Can you rescale the stretch of material from the line containing "the red bird" through the line containing "203 109 225 118", both ends included? Rewrite every line in that range and nothing else, keeping the wording as is but multiplying each box coordinate in the answers by 2.1 and rounding to whole numbers, with halves rounding up.

________________________________________

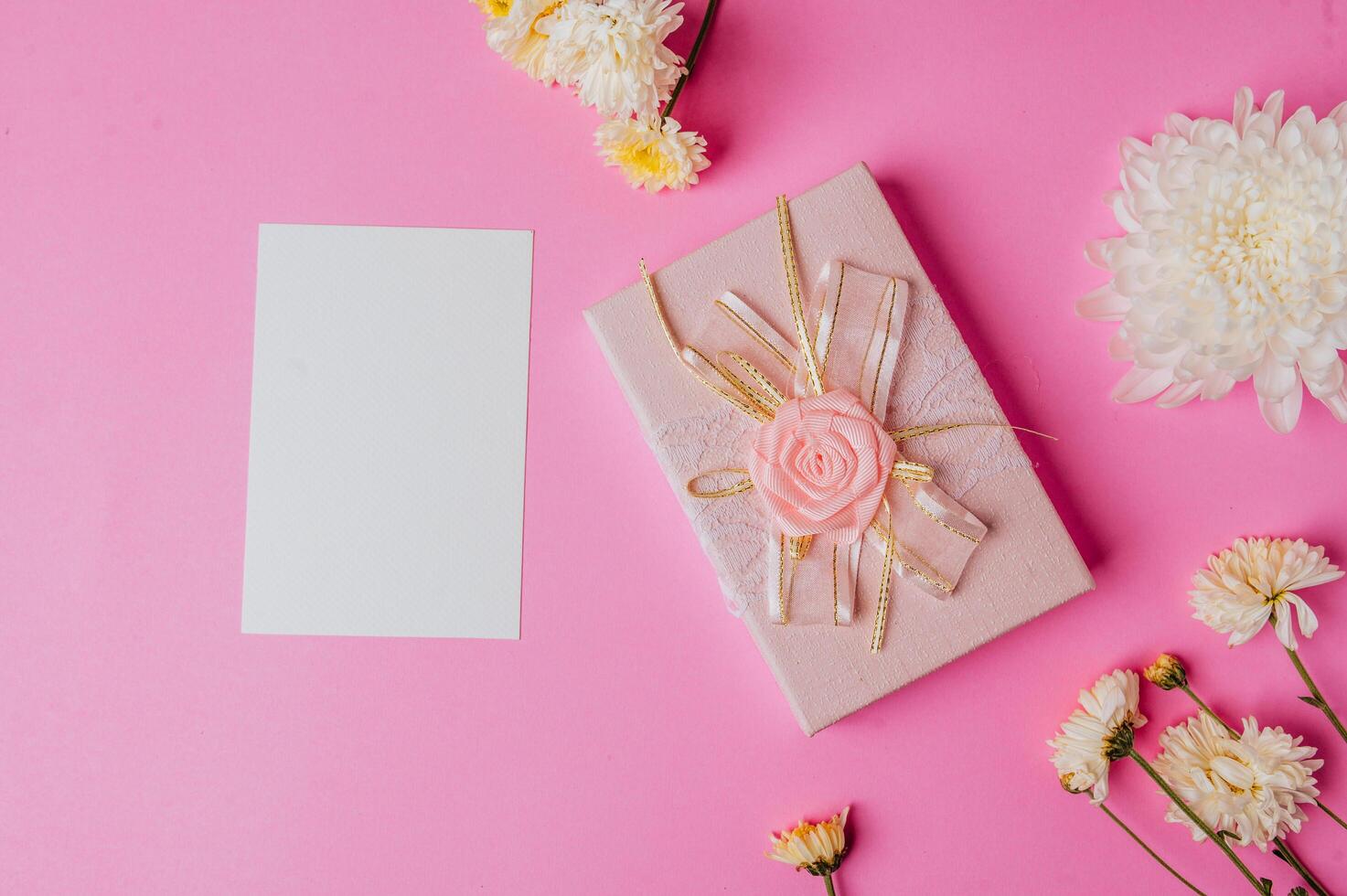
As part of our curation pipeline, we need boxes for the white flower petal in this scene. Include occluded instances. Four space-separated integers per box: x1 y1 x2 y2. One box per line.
1113 367 1174 404
1077 88 1347 432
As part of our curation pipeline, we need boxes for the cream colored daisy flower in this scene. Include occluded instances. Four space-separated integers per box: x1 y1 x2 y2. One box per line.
1153 713 1324 851
766 805 851 876
1048 669 1147 805
1188 538 1343 649
485 0 566 83
594 119 711 193
540 0 683 119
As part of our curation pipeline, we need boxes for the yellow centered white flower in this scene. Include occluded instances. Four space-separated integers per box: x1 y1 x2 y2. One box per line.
594 119 711 193
1188 538 1343 649
539 0 683 119
1153 713 1324 851
766 805 851 874
1048 669 1147 805
1142 654 1188 691
1076 88 1347 432
485 0 566 83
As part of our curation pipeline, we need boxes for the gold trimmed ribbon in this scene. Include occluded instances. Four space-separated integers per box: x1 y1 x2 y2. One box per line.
640 196 1052 652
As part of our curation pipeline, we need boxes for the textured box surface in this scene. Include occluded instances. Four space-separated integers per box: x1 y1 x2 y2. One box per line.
584 165 1094 734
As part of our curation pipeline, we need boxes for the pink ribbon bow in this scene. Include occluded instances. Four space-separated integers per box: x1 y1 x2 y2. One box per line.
641 198 988 651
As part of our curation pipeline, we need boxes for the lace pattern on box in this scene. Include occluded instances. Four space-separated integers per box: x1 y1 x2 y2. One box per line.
650 283 1029 615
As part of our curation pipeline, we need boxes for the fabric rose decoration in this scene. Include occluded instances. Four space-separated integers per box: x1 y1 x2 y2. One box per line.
749 389 898 541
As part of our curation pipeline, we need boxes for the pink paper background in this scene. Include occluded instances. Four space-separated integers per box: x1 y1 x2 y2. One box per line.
0 0 1347 896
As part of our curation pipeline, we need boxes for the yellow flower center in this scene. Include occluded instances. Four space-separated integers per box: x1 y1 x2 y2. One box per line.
528 0 566 40
615 143 669 179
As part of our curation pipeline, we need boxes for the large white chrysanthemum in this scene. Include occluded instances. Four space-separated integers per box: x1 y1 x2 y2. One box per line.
1048 669 1147 805
1188 538 1343 649
594 119 711 193
485 0 567 83
539 0 683 119
1154 713 1324 851
1076 88 1347 432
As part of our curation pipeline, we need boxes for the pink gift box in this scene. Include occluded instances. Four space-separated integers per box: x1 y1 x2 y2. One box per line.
584 163 1094 734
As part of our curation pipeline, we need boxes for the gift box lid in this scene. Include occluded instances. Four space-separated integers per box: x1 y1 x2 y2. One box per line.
584 163 1094 734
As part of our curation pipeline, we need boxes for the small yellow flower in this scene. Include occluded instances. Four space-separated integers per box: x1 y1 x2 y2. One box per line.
1144 654 1188 691
473 0 513 19
594 119 711 193
766 805 851 877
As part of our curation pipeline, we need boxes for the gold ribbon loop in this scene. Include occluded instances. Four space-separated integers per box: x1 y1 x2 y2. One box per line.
775 196 823 395
889 461 935 483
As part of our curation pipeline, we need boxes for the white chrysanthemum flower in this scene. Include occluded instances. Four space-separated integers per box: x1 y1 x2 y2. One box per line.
594 119 711 193
473 0 513 19
485 0 566 83
540 0 683 119
1153 713 1324 851
1188 538 1343 649
766 805 851 876
1048 669 1147 805
1076 88 1347 432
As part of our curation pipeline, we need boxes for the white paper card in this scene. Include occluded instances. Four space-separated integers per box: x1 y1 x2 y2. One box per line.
242 224 533 639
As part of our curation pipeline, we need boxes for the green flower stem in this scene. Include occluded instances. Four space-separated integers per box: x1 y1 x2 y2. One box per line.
1282 644 1347 741
1277 837 1328 896
1315 799 1347 828
1179 685 1239 737
1099 803 1207 896
1128 748 1267 896
1179 685 1347 862
660 0 722 123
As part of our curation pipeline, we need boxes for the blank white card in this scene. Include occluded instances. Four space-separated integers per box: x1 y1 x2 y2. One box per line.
242 224 533 639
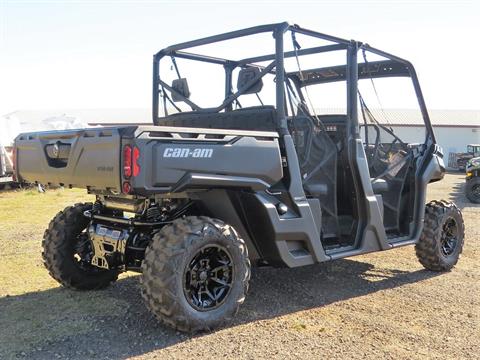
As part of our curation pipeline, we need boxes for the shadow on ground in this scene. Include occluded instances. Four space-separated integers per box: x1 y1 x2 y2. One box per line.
0 260 437 359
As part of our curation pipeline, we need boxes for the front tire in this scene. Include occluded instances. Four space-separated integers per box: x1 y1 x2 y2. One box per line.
415 200 465 271
465 177 480 204
141 216 250 332
42 203 118 290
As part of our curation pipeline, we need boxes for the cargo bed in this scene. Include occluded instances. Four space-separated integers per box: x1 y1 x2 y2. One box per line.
15 126 283 195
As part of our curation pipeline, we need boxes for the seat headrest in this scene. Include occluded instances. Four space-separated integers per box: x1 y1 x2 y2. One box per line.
237 67 263 94
172 78 190 102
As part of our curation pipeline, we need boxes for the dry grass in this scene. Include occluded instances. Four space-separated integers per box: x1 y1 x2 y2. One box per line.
0 174 480 359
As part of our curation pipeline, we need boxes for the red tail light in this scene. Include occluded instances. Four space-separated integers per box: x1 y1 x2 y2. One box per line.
122 181 132 194
133 146 140 176
123 145 132 179
12 146 17 181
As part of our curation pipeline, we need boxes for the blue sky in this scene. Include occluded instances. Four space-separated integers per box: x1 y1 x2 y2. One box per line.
0 0 480 113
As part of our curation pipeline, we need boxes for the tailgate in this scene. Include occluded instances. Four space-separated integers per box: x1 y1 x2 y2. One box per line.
15 128 129 192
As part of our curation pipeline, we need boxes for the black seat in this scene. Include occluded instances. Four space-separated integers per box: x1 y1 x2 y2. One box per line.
370 179 388 194
158 106 276 131
304 184 328 197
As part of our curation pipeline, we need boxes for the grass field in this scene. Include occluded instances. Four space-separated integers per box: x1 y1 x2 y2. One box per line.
0 174 480 359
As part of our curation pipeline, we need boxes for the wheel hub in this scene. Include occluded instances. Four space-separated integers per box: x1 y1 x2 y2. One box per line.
183 245 234 311
442 218 458 256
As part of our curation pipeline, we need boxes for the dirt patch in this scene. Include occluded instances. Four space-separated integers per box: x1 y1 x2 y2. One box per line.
0 174 480 359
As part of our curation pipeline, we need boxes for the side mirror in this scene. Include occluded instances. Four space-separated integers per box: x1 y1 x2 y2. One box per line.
237 67 263 94
172 78 190 102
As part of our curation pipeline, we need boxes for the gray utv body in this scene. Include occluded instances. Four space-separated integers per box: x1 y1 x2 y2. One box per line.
15 23 445 269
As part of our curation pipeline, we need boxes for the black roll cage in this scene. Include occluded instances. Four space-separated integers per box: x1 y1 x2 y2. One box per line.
152 22 435 143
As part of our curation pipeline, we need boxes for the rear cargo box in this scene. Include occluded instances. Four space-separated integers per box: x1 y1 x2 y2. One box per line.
15 127 125 192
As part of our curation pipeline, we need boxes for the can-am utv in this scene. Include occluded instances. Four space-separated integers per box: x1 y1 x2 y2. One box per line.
15 23 464 331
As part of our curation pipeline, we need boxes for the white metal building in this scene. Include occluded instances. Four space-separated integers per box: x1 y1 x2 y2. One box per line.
0 108 480 169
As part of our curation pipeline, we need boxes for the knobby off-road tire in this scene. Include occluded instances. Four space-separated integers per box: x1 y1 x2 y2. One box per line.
465 177 480 204
415 200 465 271
42 203 118 290
141 216 250 332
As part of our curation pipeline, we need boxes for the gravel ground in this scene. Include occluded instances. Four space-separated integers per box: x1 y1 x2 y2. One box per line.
0 174 480 359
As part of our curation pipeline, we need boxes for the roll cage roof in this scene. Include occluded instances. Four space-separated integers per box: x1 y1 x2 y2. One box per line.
152 22 434 140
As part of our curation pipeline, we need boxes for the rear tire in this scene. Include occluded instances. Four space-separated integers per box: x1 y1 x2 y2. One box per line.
415 200 465 271
465 177 480 204
141 216 250 332
42 203 118 290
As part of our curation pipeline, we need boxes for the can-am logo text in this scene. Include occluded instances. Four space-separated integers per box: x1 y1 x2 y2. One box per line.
163 148 213 158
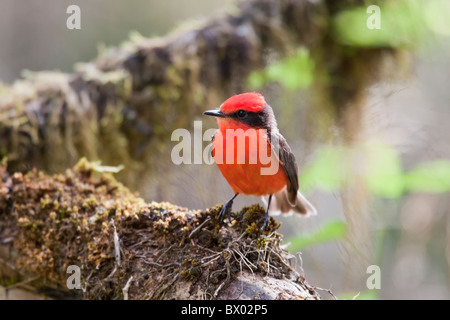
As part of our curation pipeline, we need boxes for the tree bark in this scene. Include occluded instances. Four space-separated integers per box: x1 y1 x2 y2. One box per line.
0 160 320 299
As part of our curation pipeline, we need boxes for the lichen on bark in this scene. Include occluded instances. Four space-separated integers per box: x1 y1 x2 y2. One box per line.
0 159 319 299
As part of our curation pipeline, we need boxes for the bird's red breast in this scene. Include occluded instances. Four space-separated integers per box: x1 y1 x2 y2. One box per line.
213 118 288 196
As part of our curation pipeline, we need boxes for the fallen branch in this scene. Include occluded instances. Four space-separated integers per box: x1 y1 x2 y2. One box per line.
0 160 319 299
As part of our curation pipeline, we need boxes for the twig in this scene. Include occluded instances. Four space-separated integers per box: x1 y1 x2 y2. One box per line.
122 276 133 300
189 217 211 239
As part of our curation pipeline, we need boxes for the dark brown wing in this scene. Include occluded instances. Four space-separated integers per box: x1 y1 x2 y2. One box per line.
272 133 298 206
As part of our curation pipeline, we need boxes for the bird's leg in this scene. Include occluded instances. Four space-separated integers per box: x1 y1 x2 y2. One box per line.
217 193 239 223
258 195 272 233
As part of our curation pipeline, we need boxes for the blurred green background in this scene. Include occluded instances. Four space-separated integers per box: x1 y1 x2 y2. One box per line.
0 0 450 299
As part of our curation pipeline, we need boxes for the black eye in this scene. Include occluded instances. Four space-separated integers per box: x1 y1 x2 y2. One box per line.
238 110 247 118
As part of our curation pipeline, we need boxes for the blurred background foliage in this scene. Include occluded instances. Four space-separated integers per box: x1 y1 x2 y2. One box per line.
244 0 450 300
0 0 450 299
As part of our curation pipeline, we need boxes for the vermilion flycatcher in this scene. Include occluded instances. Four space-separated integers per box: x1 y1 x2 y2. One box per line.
204 92 316 231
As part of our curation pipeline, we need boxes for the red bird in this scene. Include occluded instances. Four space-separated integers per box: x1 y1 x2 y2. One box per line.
203 92 317 231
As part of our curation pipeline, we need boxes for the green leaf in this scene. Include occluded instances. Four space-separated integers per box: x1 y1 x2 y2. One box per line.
287 220 347 251
338 290 380 300
404 159 450 193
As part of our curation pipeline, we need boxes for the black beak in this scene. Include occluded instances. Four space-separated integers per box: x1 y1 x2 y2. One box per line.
203 109 225 118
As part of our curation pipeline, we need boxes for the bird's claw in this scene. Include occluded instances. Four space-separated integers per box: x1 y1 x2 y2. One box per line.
258 213 270 234
217 202 231 224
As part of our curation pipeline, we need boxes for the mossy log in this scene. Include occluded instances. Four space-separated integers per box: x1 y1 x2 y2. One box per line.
0 0 398 190
0 160 320 299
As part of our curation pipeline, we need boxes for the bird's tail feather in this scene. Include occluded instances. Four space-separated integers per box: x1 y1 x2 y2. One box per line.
263 188 317 217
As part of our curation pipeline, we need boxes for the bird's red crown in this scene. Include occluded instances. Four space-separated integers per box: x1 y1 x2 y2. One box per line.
220 92 266 114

________________________________________

*WRITTEN SOLUTION*:
As part of our curation pipeline, we need boxes for the red bird in this scene. Include occluded instances. Four space-separated integers per box: x1 y1 x2 y2. One box per line.
426 193 666 485
As part of our curation pipeline, we need boxes for the green leaf in this scene. Include occluded instances. Four space-separated integers per box: x1 y1 x2 y2. One box per line.
603 462 729 527
710 609 798 630
848 334 945 405
As part of our curation pipeline, we need boxes for the black beak in this scene. Include occluded instances. Four space-separated integers per box: x1 y1 x2 y2. One box per line.
426 229 473 248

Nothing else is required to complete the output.